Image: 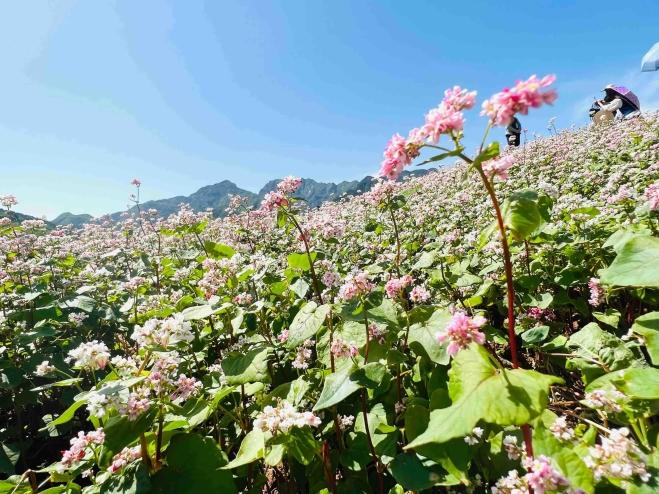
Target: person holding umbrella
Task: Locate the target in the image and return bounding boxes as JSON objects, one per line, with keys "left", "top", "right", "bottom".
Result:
{"left": 591, "top": 84, "right": 641, "bottom": 124}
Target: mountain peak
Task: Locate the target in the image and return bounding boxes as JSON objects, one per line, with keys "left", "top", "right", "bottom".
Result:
{"left": 53, "top": 169, "right": 432, "bottom": 226}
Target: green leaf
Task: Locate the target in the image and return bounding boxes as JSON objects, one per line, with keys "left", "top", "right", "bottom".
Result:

-----

- What you will do
Word for word, repeat the lines that begin at the one with "Target: green leaf" and continue to the end of the listing above.

- Answer
Target: green leaf
Task: Locate the target in the image and return bounding boxes as JSON objects, one per line, with keys "left", "top", "right", "bottom".
Result:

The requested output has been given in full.